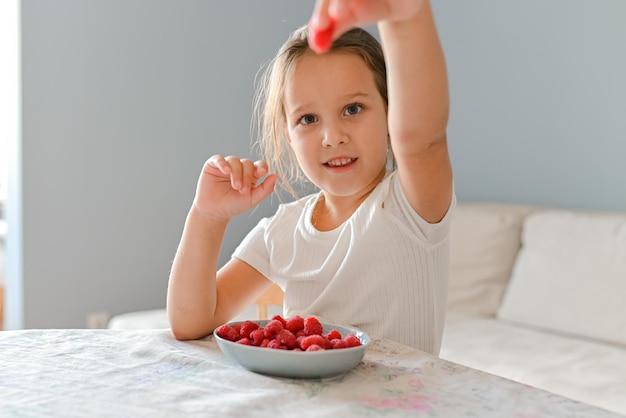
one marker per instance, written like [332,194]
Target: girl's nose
[334,135]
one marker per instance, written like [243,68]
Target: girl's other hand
[230,186]
[331,18]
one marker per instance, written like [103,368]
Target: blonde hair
[269,106]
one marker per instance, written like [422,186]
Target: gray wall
[538,91]
[124,100]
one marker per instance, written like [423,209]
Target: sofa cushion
[484,241]
[570,275]
[577,368]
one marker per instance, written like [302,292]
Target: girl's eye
[353,109]
[307,119]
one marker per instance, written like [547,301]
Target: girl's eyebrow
[347,98]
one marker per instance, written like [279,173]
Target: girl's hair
[269,105]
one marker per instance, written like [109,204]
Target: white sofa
[538,295]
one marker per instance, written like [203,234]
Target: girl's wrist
[206,222]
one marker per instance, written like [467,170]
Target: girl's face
[336,123]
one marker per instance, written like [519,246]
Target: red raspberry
[246,328]
[314,347]
[228,333]
[337,343]
[333,335]
[312,340]
[276,345]
[295,323]
[312,326]
[273,328]
[286,338]
[352,340]
[280,318]
[257,336]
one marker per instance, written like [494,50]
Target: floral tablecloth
[117,373]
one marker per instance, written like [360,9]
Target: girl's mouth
[340,162]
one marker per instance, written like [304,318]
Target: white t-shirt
[384,270]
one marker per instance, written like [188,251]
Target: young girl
[370,249]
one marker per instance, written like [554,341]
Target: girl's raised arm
[417,91]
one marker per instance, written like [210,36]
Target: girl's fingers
[236,172]
[247,176]
[218,162]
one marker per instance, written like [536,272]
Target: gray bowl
[296,364]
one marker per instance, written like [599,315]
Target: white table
[122,373]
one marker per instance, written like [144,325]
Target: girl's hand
[331,18]
[230,186]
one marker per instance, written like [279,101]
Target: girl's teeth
[337,163]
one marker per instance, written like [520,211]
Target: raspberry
[246,328]
[228,333]
[273,328]
[257,335]
[312,326]
[286,338]
[281,319]
[314,347]
[352,340]
[333,335]
[312,340]
[337,343]
[275,344]
[295,323]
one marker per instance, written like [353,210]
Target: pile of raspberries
[295,333]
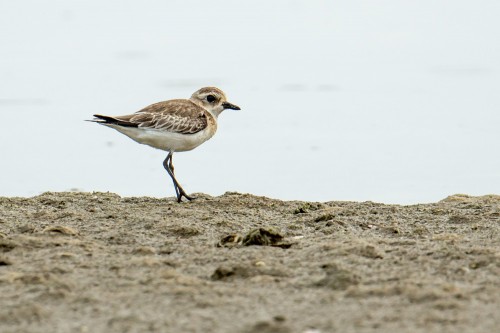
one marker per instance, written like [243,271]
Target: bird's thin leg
[179,191]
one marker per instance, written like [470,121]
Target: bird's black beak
[227,105]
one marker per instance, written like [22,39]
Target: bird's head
[213,99]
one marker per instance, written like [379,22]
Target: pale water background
[391,101]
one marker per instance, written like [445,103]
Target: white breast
[164,140]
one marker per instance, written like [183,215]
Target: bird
[175,125]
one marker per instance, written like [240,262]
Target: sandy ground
[96,262]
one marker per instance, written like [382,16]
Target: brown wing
[178,115]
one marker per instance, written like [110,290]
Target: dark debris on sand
[97,262]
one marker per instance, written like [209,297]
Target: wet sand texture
[96,262]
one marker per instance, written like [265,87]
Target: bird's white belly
[164,140]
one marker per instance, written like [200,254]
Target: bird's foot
[183,194]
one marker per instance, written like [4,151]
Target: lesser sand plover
[174,126]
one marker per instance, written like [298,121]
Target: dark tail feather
[110,120]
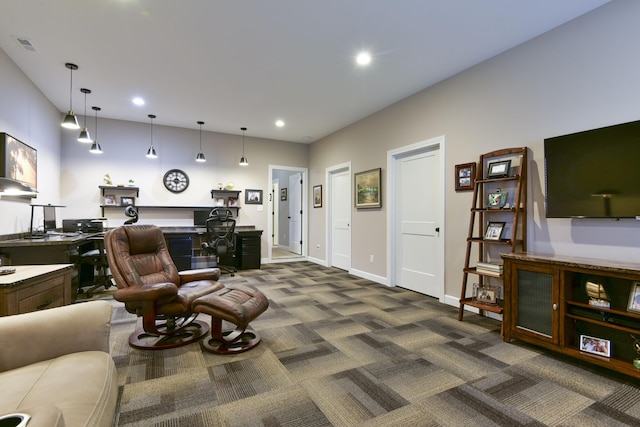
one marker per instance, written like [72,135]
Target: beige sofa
[55,366]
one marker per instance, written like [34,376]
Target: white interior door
[418,205]
[340,205]
[295,213]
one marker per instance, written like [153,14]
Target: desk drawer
[46,294]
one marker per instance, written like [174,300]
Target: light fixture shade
[243,160]
[84,136]
[70,121]
[151,153]
[200,157]
[95,147]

■ **INSTRUCTION**: Can you put every line of the records above into a JSON list of strings, one string per line, with blank lines skipped and the pictures left out?

■ **RESULT OF THE TASK**:
[
  "one marker per instance, written like [332,194]",
  "Target: girl's nose",
  "[334,135]",
  "one marker per instance, written like [243,68]",
  "Target: girl's other hand",
  "[230,186]",
  "[331,18]",
  "one marker per instance, written like [103,368]",
  "Target: blonde hair",
  "[269,106]",
  "one marker per instance, written like [422,186]",
  "Target: gray wall",
  "[538,91]",
  "[124,100]",
  "one marker per instance, written like [423,209]",
  "Target: sofa cushion",
  "[484,241]",
  "[570,275]",
  "[577,368]",
  "one marker per instance, written like [302,292]",
  "Target: girl's eye",
  "[353,109]",
  "[307,119]",
  "one marker per instance, written like [547,301]",
  "Target: girl's eyebrow",
  "[347,98]",
  "one marker per instance, written like [279,173]",
  "Target: girl's hair",
  "[269,105]",
  "one marker per instance, written like [109,204]",
  "Target: white sofa",
  "[538,295]",
  "one marker per instance, written like [203,234]",
  "Target: girl's wrist",
  "[206,222]",
  "one marker per instance, written like [467,170]",
  "Target: girl's face",
  "[336,123]",
  "one marker per instance, written like [519,246]",
  "Target: red raspberry",
  "[246,328]",
  "[314,347]",
  "[228,333]",
  "[337,343]",
  "[333,335]",
  "[312,340]",
  "[276,345]",
  "[295,323]",
  "[312,326]",
  "[273,328]",
  "[286,338]",
  "[352,340]",
  "[280,318]",
  "[257,336]",
  "one marker per instance, written like [494,50]",
  "Target: floral tablecloth",
  "[117,373]",
  "one marker per instance, written like [360,9]",
  "Target: girl's mouth",
  "[340,162]",
  "one marker per instance, written like [304,318]",
  "Target: white t-shirt",
  "[384,270]",
  "one marker per instance, written like [188,251]",
  "Target: young girl",
  "[370,249]",
  "one marker per instance, written like [554,341]",
  "Target: girl's raised arm",
  "[417,91]",
  "one marker per instance, written like [210,36]",
  "Target: girl's fingers",
  "[236,172]",
  "[247,176]",
  "[218,162]",
  "one marker per instance, written like [536,272]",
  "Target: gray bowl",
  "[296,364]",
  "one marker per instance, written like [599,315]",
  "Target: white table",
  "[122,373]",
  "one marker per instance, written like [144,325]",
  "Target: girl's hand",
  "[331,18]",
  "[230,186]",
  "one marker per instance, written like [279,101]",
  "Target: girl's teeth",
  "[337,163]",
  "one marker per instance, written like [520,211]",
  "Target: raspberry",
  "[246,328]",
  "[228,333]",
  "[273,328]",
  "[257,335]",
  "[312,326]",
  "[286,338]",
  "[281,319]",
  "[314,347]",
  "[352,340]",
  "[333,335]",
  "[312,340]",
  "[337,343]",
  "[275,344]",
  "[295,323]",
  "one marker per instance, written like [353,210]",
  "Target: pile of raspberries",
  "[295,333]",
  "one marker per instance, written like [243,271]",
  "Target: bird's thin leg",
  "[179,191]",
  "one marker per instance, written like [470,121]",
  "Target: bird's black beak",
  "[227,105]",
  "one marker per instance, written like [22,39]",
  "Target: bird's head",
  "[213,99]",
  "one marker per instance, written like [379,22]",
  "Target: pale water background",
  "[391,101]",
  "one marker per instance, written like [445,103]",
  "Target: white breast",
  "[164,140]",
  "one marker per instance, written like [183,215]",
  "Target: bird",
  "[175,125]",
  "one marker per instance, written like [240,262]",
  "Target: sandy ground",
  "[96,262]",
  "one marker per instance, written like [382,16]",
  "Target: brown wing",
  "[178,115]",
  "one marker per instance, written like [110,290]",
  "Target: dark debris on sand",
  "[97,262]",
  "one marker per instance, written like [209,297]",
  "Target: wet sand texture",
  "[96,262]",
  "one marker per instance, written like [265,87]",
  "Target: bird's white belly",
  "[164,140]",
  "one marker per instance, written like [200,254]",
  "Target: bird's foot",
  "[183,194]",
  "one marker per instance, written like [4,151]",
  "Target: lesser sand plover",
  "[174,126]",
  "one marker per instance, written like [298,121]",
  "Target: dark tail feather",
  "[110,120]",
  "one marker per instance, written like [72,135]",
  "Target: beige sofa",
  "[55,366]",
  "one marker per instance, written like [34,376]",
  "Target: white interior door",
  "[418,205]",
  "[340,205]",
  "[295,213]",
  "one marker per instance, written like [153,14]",
  "Target: desk drawer",
  "[46,294]",
  "one marker per instance, written like [174,300]",
  "Target: light fixture shade",
  "[243,160]",
  "[84,136]",
  "[70,121]",
  "[151,153]",
  "[200,157]",
  "[95,147]"
]